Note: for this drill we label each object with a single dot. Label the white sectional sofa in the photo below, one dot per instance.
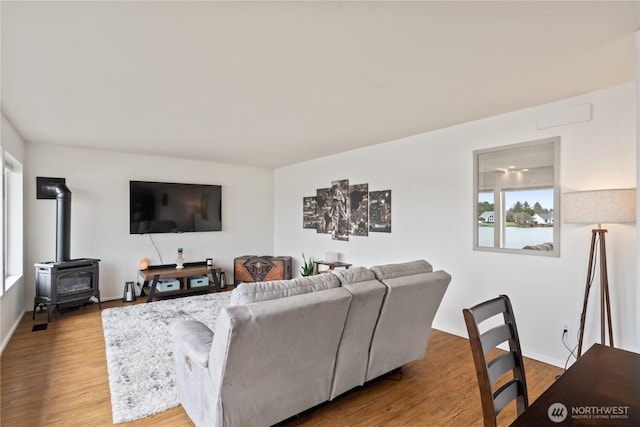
(282, 347)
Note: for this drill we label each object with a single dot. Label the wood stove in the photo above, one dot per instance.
(65, 282)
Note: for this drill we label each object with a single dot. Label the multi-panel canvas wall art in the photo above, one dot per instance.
(344, 210)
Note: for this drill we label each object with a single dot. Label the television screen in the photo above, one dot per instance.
(163, 207)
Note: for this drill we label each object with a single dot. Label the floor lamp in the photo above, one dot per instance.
(599, 207)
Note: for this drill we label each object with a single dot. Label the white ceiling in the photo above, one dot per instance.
(275, 83)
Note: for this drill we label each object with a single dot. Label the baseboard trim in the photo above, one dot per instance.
(11, 332)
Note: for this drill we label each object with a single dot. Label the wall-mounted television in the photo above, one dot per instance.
(166, 207)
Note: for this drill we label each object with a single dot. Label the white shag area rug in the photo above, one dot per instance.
(140, 353)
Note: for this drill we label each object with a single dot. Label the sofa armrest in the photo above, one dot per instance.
(194, 338)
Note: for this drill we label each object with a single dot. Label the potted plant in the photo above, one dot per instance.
(307, 266)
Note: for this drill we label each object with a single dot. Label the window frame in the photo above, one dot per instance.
(12, 219)
(499, 199)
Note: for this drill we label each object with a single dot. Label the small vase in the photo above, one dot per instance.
(179, 259)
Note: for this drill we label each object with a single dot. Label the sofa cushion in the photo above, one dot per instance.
(354, 275)
(389, 271)
(246, 293)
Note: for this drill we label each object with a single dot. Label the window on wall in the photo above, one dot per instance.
(516, 198)
(12, 219)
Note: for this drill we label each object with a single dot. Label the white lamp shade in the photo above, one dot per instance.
(600, 206)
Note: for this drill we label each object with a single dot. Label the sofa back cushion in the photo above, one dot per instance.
(273, 359)
(389, 271)
(354, 275)
(246, 293)
(353, 354)
(402, 332)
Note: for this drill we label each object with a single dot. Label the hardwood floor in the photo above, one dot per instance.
(58, 377)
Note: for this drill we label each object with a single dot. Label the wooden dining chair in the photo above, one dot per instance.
(492, 364)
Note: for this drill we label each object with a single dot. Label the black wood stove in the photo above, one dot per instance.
(64, 283)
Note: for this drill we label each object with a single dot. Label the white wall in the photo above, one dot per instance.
(11, 302)
(430, 176)
(99, 183)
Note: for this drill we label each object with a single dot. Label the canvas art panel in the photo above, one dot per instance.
(309, 215)
(323, 211)
(359, 212)
(380, 211)
(340, 209)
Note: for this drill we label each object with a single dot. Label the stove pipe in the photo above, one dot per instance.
(63, 219)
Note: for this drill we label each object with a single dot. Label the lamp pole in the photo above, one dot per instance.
(597, 245)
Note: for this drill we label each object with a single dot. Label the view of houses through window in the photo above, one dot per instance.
(516, 197)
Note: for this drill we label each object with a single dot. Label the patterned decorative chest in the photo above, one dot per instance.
(252, 268)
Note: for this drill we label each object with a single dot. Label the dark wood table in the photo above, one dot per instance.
(602, 388)
(152, 274)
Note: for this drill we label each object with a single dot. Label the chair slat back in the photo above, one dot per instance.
------------------------
## Request
Through the last line of the entries above, beginning at the line containing "the white wall", transcribe each line exactly, both ends included and nothing more.

## Response to the task
Note: for this drill we label each object with a single dot. Label the white wall in the photo above, one dot per instance.
(11, 302)
(430, 176)
(99, 183)
Note: for this drill we label each object with a single dot. Label the canvas art panel in the photo above, one dot per instance.
(309, 215)
(323, 211)
(359, 212)
(380, 211)
(340, 209)
Note: for this drill we label each object with a single dot. Label the stove pipe in the photo above, one dot per instance.
(63, 219)
Note: for this drill we label each object with a single dot. Label the lamp pole in the photo above, one dot per instance.
(597, 245)
Note: for this drill we label each object with a single dot. Label the view of houses through window in the photo above, one dot per instance.
(516, 197)
Note: for this drill we label each object with a single dot. Label the patterned decorative chest in the photo above, one dot per instance.
(252, 268)
Note: for this drill we label each object with a single dot. Label the dark wood table in the photo above, one dot per instance.
(602, 388)
(152, 274)
Note: for this drill we label each object with a single dot. Label the chair slat back in the photo above, one dot per instance.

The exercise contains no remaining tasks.